* _Problem details_
Starting at the line that contains "TARGET = ocean surface" and ending at the last line of the listing, both included, rewrite those lines with their requests, scaling every coordinate in the answers by 1.2 and rounding to whole numbers, halves up.
Input records start
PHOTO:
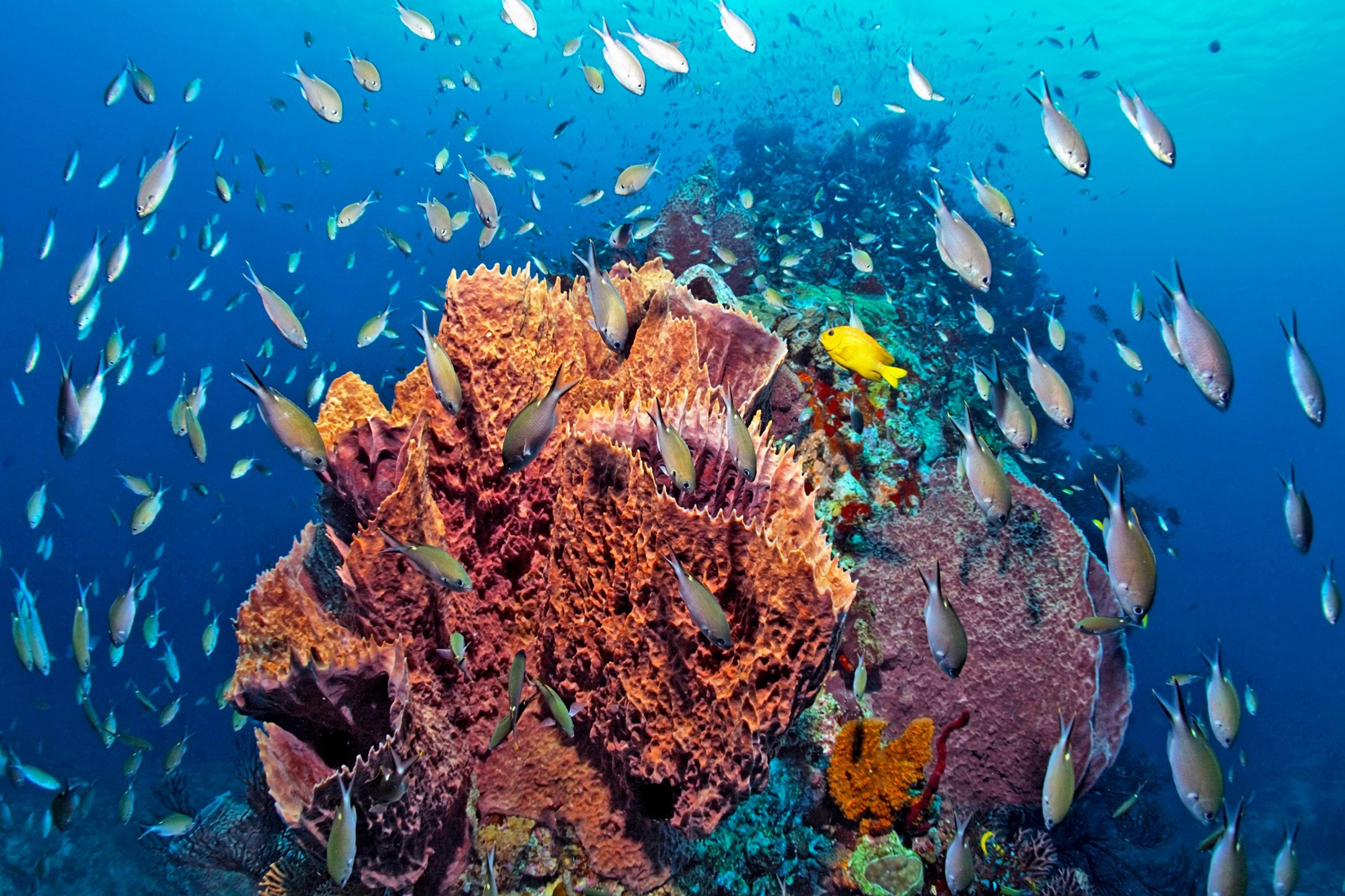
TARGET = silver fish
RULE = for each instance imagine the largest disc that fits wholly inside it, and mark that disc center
(1196, 774)
(1203, 350)
(678, 462)
(443, 377)
(947, 638)
(1065, 143)
(1226, 712)
(1130, 559)
(704, 607)
(1302, 373)
(608, 307)
(1228, 863)
(533, 425)
(1058, 787)
(1048, 387)
(985, 475)
(1298, 516)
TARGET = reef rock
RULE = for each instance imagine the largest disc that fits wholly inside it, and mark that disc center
(339, 643)
(1019, 591)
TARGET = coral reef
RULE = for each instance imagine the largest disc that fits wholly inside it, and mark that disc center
(884, 867)
(684, 240)
(338, 643)
(870, 780)
(1019, 591)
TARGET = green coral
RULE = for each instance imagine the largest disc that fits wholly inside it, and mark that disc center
(883, 867)
(764, 844)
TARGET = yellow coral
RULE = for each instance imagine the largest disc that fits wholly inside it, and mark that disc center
(870, 780)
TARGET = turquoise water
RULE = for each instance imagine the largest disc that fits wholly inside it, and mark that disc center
(1248, 210)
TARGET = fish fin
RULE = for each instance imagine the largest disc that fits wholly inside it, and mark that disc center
(892, 374)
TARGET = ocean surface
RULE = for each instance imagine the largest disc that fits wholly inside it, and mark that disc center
(1248, 210)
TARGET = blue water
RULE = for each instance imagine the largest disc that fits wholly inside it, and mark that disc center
(1250, 210)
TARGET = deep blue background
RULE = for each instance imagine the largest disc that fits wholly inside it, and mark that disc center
(1251, 210)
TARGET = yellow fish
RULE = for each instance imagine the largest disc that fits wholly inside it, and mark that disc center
(860, 353)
Input records end
* _Solution for this exercise_
TARGET = ocean surface
RULE = for each instance imagine the largest disc that fits wholly inside it, and mark that disc center
(1498, 252)
TARGET = blue water
RULE = for each instance imagine the largest disc that fits wholly inside it, and mark that disc center
(1500, 252)
TARGET = deep blue background
RULE = for each instance imagine the largest disc that fits wholly inside it, and mark that disc center
(1501, 252)
TARGET = yellow fish
RULE = for each instance imagine the largest disc that fits wholly inside it, and mark that disc center
(1032, 424)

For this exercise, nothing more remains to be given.